§ **Provided passage**:
Growing up in a small town in Alabama, before I went off to kindergarten at the age of 5, I learned the ABCs, how to tie my shoes and how to count to 10. Before that, I learned that God created the world.
Spending your developmental years in the United States, especially the South, it is hard to deny the strong influence of Christianity on your life. Even if you did not grow up in the Church, you know some of the myths that are associated with Christianity.
In my high school, my biology teacher skipped over the chapter on evolution because she did not believe that people came from monkeys. And while I could probably write a million of these sorts of anecdotes, the United States is becoming less and less religious, with the fastest growing belief being disbelief.
Secularism is on the rise in America, and it seems to have sparked a culture war between the religious and nonreligious. The religious hold tightly to their Biblically inspired beliefs, and the nonreligious use science as the center of their worldview; however, science and religion do not have to be at odds.
Jerry Coyne, a professor in the department of ecology and evolution at The University of Chicago, said in a recent article in USA Today, “Science and faith are fundamentally incompatible, and for precisely the same reason that irrationality and rationality are incompatible. They are different forms of inquiry, with only one, science, equipped to find real truth. And while they may have a dialogue, it’s not a constructive one. Science helps religion only by disproving its claims, while religion has nothing to add to science.”
While Jerry Coyne is partially right in that infallible acceptance of religious doctrines is incompatible with both reason and science, Coyne fails to recognize that faith is not exclusive to the fundamental religious movements rooted in superstition and militant against the institution of science. And if religion was not at some point necessary, why does it exist today?
The University of Alabama’s own Dr. E. O. Wilson suggests, “the human mind evolved to believe in gods. It did not evolve to believe in biology.” Ancient humans created religious figureheads in order to develop purpose-driven lives, not dissimilar to how capitalistic societies use competition for drive. The creation of religions and the enforcement of moral codes also aided in suppressing the naturalistic desires of selfishness in order to create civil constructive societies where people could live with one another.

§ **Actions to take**:
1. Duplicate a portion of the essay on science and religion, beginning at the words "Growing up in" and stopping after the words "created the world.".
2. State whether each statement agrees with the essay on science and religion, answering yes or no and quoting the deciding words: (a) The biology teacher in high school skipped the chapter on evolution. (b) Jerry Coyne is a professor at The University of Alabama. (c) Before kindergarten, the writer learned how to count to 20.

Stored data entries:
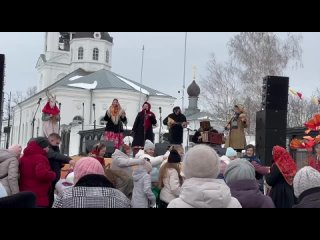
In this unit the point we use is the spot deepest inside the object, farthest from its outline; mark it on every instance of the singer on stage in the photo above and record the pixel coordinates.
(50, 116)
(115, 117)
(142, 127)
(176, 121)
(236, 126)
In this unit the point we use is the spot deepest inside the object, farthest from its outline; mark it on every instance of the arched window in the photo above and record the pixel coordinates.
(80, 53)
(95, 54)
(77, 120)
(107, 56)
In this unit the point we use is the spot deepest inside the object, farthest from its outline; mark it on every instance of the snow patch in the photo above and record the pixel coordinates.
(74, 78)
(85, 85)
(136, 87)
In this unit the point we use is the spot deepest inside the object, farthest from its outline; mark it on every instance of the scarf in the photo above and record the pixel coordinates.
(285, 163)
(115, 113)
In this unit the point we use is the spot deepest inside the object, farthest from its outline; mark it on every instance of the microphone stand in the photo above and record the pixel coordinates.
(188, 136)
(59, 116)
(160, 137)
(144, 128)
(34, 116)
(82, 116)
(94, 116)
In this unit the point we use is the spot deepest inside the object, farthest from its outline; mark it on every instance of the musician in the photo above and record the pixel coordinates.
(205, 126)
(115, 118)
(236, 126)
(142, 127)
(176, 121)
(50, 116)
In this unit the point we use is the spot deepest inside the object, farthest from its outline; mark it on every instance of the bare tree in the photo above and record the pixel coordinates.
(258, 54)
(220, 90)
(31, 91)
(252, 56)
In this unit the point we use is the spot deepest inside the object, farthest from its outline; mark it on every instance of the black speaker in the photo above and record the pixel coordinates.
(161, 148)
(275, 93)
(266, 138)
(265, 155)
(271, 119)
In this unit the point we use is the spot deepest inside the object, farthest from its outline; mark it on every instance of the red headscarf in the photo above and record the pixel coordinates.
(285, 163)
(48, 110)
(147, 122)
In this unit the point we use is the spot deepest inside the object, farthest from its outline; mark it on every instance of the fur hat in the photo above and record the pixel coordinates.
(149, 145)
(85, 166)
(306, 178)
(201, 161)
(15, 149)
(174, 157)
(239, 169)
(42, 142)
(231, 152)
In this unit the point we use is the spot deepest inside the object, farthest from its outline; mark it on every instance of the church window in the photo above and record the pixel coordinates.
(95, 54)
(80, 53)
(77, 120)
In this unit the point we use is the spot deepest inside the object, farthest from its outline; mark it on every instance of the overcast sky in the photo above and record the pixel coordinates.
(163, 58)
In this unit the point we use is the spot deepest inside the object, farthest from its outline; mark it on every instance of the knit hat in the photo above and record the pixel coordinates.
(306, 178)
(149, 145)
(174, 157)
(15, 149)
(147, 165)
(231, 152)
(201, 161)
(42, 142)
(239, 169)
(225, 159)
(85, 166)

§ **Written responses**:
1.
Growing up in a small town in Alabama, before I went off to kindergarten at the age of 5, I learned the ABCs, how to tie my shoes and how to count to 10. Before that, I learned that God created the world.

2.
(a) Yes: "my biology teacher skipped over the chapter on evolution"
(b) No: "a professor in the department of ecology and evolution at The University of Chicago"
(c) No: "how to count to 10"